PASSAGE SHOWN
# Do snails fart?



## Wiggyl

I was watching my golden mystery snail scour the gravel for food when all of a sudden she starts floating straight up! Quite rapidly too, and I was worried she had died, until she kind of turned over and a bunch of air spewed out of her shell and she just floated back down and went on her merry way.

Whaaaaat just happened?!?!?!?!?!?


----------



## nclnchls

It sure sounds like she did! hahaha!


----------



## Tish

lol, I have no idea, but it sure would have been funny to see it


----------



## lilnaugrim

That's pretty normal but I know snails will float when they don't like their environment. In the wild they do this to get to a different environment downstream but I'm not terribly sure if this is actually what's happening to your snail lol.

DATA EXTRACT
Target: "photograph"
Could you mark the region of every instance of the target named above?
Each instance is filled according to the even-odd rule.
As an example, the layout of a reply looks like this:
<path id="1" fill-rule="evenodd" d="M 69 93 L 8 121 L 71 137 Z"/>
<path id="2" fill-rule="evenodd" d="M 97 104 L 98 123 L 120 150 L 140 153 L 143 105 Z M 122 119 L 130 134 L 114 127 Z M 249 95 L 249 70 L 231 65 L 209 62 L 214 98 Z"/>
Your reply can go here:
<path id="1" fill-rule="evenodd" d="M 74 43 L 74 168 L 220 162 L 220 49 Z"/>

STATED TASK 1
Replace "gravel" with "sand" in the snail thread from "I was watching" up to and including "Whaaaaat just happened?!?!?!?!?!?", and give that stretch again.
STATED TASK 2
Continue the snail thread from where it stops.
The entries have no role here.

EXPECTED OUTPUT 1
I was watching my golden mystery snail scour the sand for food when all of a sudden she starts floating straight up! Quite rapidly too, and I was worried she had died, until she kind of turned over and a bunch of air spewed out of her shell and she just floated back down and went on her merry way.

Whaaaaat just happened?!?!?!?!?!?

EXPECTED OUTPUT 2
----------



## Wiggyl

I don't think it's water quality, since I had done a change before. Plus she wasn't just bobbing around, she just went straight up, "farted", and came right back down q=


----------



## lilnaugrim

I wasn't saying water quality but some snails are just picky about their environments is what I meant.


----------



## Wiggyl

Yeah I'm sure they do. I'm just really curious about this strange incident because it seems like aliens lifted her temporarily q= Otherwise all of the snails seem happy. 

My nerite is pretty much my ammonia alert (should my cycle break)...he goes running out of the tank. I learned that when I put him in early on in the cycle.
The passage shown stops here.